PASSAGE PROVIDED »
Hunger is a potential pitfall in the basic weekday method and one excellent way to combat it is with black coffee. While the evidence is only correlative, dozens of studies show that regular coffee consumption is associated with many beneficial health effects in humans. Regarding type II diabetes, a massive 2009 systematic review and meta-analysis of 18 prospective studies with 457,922 patients showed each additional cup of coffee consumed per day to be associated with a 7% reduction in type II diabetes risk (8) and another 2009 study examining 40,011 patients over ten years showed that daily consumption of three or more cups of coffee a day is associated with a 42% reduction in type II diabetes (9). Regarding stroke, a 2008 study involving 25,556 male Finnish smokers over 13.6 years showed that high coffee intake is associated with a reduced risk of ischemic stroke (10) while the 2009 Nurses’ Health Study assessed 83,076 women over 24 years and found that those with the highest coffee consumption had the lowest risk of stroke (11). Regarding neurodegenerative disease, a 2009 study of 1,409 elderly patients over 11-26 years demonstrated that people consuming three to five cups a day had a 65% relative risk reduction in developing Alzheimer's disease compared to people drinking little or no coffee (12) while two separate systematic reviews have shown that not only do coffee drinkers have a 20-30% lower risk of developing Parkinson’s disease compared to non-coffee drinkers, but this risk reduction is not explained by bias or confounding variables (13,14); decaffeinated coffee shows no such protective effect in Parkinson’s disease (15). Finally, regarding all-cause mortality, an enormous 2012 study involving 402,260 patients over 13 years revealed that drinking six or more cups of coffee a day is associated with a 10-15% drop in all-cause mortality after adjusting for confounding variables (16). Bottom line, at least three cups of black coffee will be consumed on each weekday.
Table 2. Method for the catabolic weekdays.
(2) Anabolic weekend.
Weekends need to be anabolic, with an emphasis on muscle building and resetting to a low level of physiological ketosis. The cornerstones will be caloric excess and high intensity resistance exercise while there will be no significant fasting and dietary fat intake will be moderate. Carbohydrate intake will be increased tremendously.
(a) Caloric excess – around 200% recommended caloric intake.

TO DO »
- 1) From the diet passage, set down the portion that begins at the words "Table 2. Method" and stops after "be increased tremendously.", copied exactly.
- 2) Decide whether each statement agrees with the diet passage, answering yes or no and quoting the deciding words: (a) the 2009 study of 40,011 patients covered ten years; (b) decaffeinated coffee gives the same protection in Parkinson's disease; (c) dietary fat intake on weekends will be moderate.

Saved entries

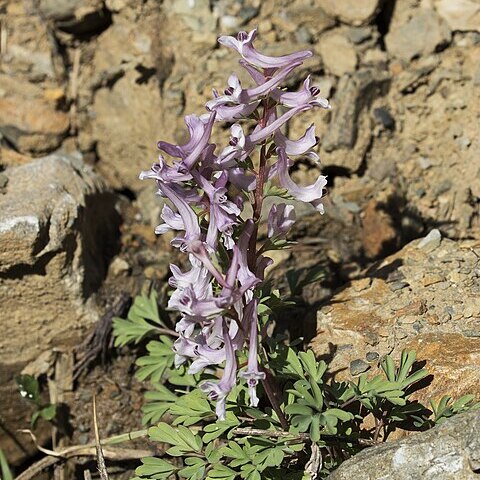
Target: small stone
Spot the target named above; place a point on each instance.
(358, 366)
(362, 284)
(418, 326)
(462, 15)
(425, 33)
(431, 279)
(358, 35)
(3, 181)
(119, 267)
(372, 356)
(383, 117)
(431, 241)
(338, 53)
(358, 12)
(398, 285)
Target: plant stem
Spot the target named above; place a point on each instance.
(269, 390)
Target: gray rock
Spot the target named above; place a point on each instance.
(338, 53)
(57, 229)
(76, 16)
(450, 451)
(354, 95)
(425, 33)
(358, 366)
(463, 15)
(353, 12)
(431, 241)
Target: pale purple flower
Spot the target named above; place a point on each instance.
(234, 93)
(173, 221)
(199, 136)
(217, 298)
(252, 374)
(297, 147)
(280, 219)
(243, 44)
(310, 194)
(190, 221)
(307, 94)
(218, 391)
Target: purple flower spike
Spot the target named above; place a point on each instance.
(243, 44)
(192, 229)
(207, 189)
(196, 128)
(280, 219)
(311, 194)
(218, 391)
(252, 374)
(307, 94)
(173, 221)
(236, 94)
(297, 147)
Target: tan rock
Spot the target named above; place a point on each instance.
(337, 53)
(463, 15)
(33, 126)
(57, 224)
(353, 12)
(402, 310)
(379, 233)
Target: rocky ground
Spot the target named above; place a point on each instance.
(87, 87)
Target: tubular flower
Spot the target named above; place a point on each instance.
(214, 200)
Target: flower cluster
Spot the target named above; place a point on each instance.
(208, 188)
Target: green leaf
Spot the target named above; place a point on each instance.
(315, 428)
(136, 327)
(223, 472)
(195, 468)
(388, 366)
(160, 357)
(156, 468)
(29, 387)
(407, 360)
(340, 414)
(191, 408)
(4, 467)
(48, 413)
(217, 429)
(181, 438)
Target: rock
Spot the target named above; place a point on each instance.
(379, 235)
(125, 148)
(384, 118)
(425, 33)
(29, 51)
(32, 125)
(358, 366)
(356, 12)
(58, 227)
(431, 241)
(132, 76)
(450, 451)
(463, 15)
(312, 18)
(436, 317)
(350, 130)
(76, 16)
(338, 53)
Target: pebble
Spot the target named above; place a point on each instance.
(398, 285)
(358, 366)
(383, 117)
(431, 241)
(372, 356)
---
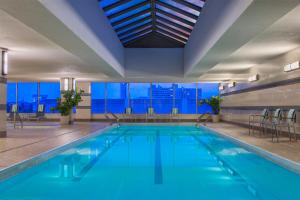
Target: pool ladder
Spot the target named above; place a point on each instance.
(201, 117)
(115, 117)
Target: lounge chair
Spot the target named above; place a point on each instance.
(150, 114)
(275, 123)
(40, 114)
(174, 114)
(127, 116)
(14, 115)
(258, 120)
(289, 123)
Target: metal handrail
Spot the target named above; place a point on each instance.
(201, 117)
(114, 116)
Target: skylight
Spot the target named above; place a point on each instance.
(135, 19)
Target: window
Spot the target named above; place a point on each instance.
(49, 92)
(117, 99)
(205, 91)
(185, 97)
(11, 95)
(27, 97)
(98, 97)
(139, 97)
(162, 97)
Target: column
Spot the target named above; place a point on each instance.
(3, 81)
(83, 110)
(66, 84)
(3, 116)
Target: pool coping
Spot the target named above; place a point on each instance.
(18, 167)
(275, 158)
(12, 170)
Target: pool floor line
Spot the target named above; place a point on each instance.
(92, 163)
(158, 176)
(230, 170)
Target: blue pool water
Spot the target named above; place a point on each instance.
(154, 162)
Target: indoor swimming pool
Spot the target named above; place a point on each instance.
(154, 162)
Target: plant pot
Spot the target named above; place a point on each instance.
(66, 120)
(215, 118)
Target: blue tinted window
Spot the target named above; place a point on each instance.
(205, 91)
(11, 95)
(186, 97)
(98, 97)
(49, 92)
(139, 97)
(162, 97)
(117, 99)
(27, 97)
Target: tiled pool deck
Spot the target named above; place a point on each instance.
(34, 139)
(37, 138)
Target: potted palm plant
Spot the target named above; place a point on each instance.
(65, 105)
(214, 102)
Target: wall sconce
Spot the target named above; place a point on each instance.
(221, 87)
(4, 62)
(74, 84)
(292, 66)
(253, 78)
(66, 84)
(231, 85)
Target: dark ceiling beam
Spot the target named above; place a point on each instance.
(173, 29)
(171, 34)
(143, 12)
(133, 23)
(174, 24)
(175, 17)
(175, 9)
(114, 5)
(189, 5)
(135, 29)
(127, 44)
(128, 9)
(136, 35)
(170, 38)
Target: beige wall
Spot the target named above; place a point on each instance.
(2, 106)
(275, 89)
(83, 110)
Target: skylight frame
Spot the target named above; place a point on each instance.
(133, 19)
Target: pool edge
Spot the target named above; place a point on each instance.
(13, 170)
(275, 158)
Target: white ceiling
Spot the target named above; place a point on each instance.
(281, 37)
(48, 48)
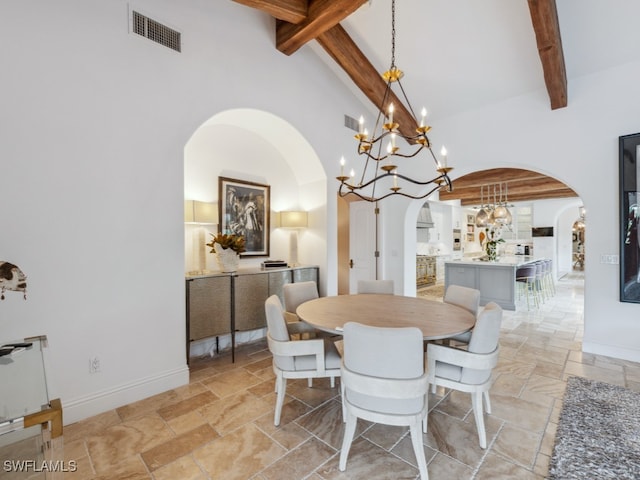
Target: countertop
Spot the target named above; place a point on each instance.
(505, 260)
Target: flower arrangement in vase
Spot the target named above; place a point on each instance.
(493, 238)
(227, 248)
--
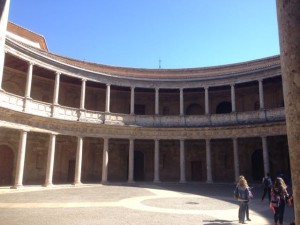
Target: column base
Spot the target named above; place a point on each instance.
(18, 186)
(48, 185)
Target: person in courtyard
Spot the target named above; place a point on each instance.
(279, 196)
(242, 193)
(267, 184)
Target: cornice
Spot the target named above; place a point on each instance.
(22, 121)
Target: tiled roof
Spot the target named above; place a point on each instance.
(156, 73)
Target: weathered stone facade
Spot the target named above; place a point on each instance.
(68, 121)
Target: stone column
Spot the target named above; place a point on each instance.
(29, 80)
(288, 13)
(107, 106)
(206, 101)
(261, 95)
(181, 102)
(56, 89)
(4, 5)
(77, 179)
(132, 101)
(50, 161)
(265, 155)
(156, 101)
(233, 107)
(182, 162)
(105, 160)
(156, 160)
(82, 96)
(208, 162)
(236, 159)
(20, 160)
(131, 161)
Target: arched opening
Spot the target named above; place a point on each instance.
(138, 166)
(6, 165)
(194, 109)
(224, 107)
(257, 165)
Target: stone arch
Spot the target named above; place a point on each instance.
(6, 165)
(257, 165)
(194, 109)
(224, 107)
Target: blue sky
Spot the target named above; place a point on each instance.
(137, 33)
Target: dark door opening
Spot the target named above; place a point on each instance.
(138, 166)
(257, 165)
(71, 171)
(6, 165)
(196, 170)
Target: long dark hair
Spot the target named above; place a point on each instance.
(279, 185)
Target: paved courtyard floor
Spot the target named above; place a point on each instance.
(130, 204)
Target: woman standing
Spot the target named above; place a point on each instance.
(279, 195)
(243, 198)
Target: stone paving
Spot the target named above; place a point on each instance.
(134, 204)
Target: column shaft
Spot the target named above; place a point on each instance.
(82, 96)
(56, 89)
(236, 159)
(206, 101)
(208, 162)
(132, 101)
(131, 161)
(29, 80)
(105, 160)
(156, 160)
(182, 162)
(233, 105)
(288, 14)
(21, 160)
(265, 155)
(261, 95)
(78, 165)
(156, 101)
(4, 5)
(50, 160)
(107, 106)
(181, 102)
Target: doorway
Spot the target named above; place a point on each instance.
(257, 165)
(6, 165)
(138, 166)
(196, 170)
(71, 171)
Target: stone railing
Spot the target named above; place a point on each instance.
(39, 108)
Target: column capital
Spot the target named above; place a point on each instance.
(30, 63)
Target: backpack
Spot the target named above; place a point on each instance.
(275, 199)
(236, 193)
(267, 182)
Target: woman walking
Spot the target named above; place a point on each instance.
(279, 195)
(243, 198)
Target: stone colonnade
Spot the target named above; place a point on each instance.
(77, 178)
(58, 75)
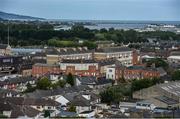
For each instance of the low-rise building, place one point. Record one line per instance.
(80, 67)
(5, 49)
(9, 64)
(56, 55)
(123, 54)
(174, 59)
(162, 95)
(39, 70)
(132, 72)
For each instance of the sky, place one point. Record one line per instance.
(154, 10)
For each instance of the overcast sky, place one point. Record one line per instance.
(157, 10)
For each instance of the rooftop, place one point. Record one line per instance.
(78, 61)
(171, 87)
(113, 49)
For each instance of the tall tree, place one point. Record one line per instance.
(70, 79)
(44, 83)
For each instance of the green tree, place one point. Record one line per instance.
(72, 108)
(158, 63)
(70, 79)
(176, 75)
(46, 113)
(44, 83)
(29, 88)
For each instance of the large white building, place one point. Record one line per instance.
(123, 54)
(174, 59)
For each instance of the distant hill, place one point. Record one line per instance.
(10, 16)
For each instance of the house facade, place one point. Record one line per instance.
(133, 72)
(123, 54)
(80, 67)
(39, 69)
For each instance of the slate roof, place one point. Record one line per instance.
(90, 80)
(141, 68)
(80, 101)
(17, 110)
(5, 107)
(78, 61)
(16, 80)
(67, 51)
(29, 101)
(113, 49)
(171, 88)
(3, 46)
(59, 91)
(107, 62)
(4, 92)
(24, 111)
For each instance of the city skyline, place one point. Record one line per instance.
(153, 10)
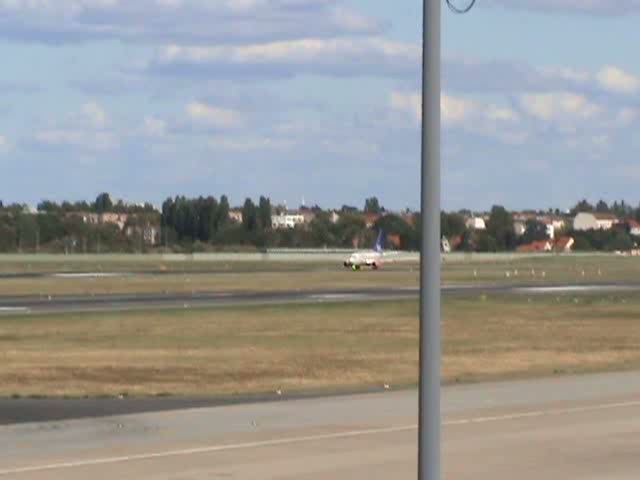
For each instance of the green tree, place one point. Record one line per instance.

OUTPUTS IN ORDER »
- 1)
Table 2. Method for the catabolic weekdays.
(2) Anabolic weekend.
Weekends need to be anabolic, with an emphasis on muscle building and resetting to a low level of physiological ketosis. The cornerstones will be caloric excess and high intensity resistance exercise while there will be no significant fasting and dietary fat intake will be moderate. Carbohydrate intake will be increased tremendously.

- 2)
(a) Yes: "another 2009 study examining 40,011 patients over ten years"
(b) No: "decaffeinated coffee shows no such protective effect in Parkinson’s disease"
(c) Yes: "dietary fat intake will be moderate"